■ Passage provided
## start

I am trying to find an algorithm for finding an optimal solution to a puzzle of a given format. The 7 by 6 puzzle board is made out of the following pieces:
Tears and grommets can be rotated and moved around the board, but spools, tie-offs and blockers cannot.
A simple example of the puzzle in it's starting state is:
While a more complicated version and a possible solution is:
The puzzle is scored by how many pieces are used in the solution (more is better) and how quickly the puzzle is solved.
I have so far written functions to detect and read in the board, as well as a function to check that the board is valid.
In order to solve the board, I have so far tried a brute force method, which randomly shuffled and rotated the movable pieces in the puzzle and then checked if the result was a valid solution, but this was fairly slow even for the simple boards, and extremely slow for more complex boards, and of course, did not come up with an optimal solution.

## end

Rows from an object-pointing dataset:
## start

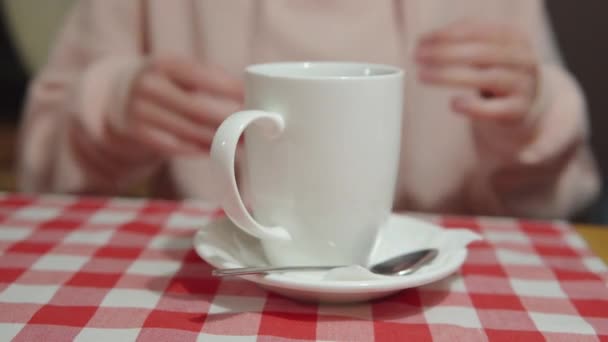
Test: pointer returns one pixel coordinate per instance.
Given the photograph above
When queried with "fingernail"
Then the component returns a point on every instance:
(459, 104)
(425, 74)
(422, 55)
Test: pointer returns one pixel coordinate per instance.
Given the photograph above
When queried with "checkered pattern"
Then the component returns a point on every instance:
(86, 269)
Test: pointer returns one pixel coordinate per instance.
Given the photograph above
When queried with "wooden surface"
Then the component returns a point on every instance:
(597, 238)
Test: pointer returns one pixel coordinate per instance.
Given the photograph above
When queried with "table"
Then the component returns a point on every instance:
(76, 268)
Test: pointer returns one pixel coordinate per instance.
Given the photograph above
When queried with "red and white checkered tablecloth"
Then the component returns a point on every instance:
(75, 268)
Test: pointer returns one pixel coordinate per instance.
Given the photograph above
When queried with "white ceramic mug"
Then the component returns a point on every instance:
(322, 150)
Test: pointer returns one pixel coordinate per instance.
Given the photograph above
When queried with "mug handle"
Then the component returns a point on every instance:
(223, 153)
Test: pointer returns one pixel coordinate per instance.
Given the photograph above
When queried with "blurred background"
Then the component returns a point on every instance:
(27, 28)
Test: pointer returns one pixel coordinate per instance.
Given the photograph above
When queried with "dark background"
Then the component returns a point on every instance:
(580, 27)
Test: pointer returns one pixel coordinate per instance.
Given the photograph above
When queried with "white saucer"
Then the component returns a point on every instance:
(223, 245)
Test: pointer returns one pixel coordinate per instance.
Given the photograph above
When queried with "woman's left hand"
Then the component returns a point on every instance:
(497, 61)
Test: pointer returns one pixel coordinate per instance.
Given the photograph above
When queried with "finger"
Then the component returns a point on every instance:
(216, 108)
(203, 109)
(195, 76)
(163, 143)
(476, 54)
(468, 30)
(507, 110)
(498, 81)
(100, 167)
(150, 114)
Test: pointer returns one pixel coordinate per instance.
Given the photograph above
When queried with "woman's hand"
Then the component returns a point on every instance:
(496, 60)
(176, 105)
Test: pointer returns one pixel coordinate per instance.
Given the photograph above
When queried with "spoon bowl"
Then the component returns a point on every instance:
(400, 265)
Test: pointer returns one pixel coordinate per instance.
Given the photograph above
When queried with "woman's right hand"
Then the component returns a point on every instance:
(176, 105)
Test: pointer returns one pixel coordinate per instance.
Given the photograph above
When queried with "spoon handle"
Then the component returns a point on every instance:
(257, 270)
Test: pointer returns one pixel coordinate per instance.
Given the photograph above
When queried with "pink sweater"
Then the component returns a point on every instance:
(449, 164)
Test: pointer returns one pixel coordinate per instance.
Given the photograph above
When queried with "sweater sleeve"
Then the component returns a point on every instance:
(543, 167)
(65, 142)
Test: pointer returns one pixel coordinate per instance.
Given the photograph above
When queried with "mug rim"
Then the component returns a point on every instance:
(271, 70)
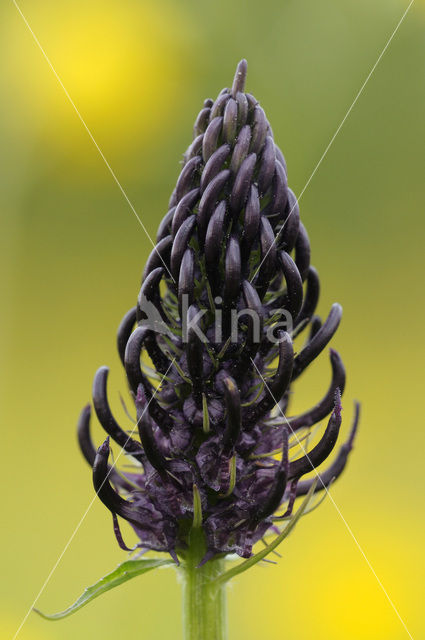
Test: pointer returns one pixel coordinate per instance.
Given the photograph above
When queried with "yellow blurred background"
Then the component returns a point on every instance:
(71, 255)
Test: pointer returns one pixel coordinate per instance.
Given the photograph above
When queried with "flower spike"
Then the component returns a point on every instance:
(208, 353)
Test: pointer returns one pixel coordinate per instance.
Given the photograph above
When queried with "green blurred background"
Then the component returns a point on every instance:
(71, 255)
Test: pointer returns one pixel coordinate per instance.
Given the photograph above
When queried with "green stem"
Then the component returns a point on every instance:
(204, 601)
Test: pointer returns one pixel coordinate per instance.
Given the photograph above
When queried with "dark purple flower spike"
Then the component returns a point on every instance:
(231, 264)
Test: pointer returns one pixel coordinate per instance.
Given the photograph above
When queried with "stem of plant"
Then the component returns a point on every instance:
(204, 601)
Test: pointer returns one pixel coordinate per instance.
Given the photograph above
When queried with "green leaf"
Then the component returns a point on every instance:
(243, 566)
(125, 571)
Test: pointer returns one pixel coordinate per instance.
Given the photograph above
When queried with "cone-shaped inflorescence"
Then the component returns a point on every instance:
(225, 291)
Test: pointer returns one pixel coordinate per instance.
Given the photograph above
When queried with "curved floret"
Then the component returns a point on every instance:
(208, 351)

## end

■ Exercise directions
What comes next in the post about solving the 7 by 6 puzzle board? Write its continuation, starting after its last sentence.

■ Written reply
I then refined it a bit by excluding obvious wrong piece placements, but this was still over a second for small boards, and anywhere from 5 to 30 seconds for larger boards, and was also not an optimal solution.
I have heard about possibly using various path finding algorithms such as Djikstra's or A* but I'm struggling to see how these algorithms can be used to find the longest valid path, especially when branching pieces such as the 'T' and '+' pieces come into play.
Any help would be much appreciated!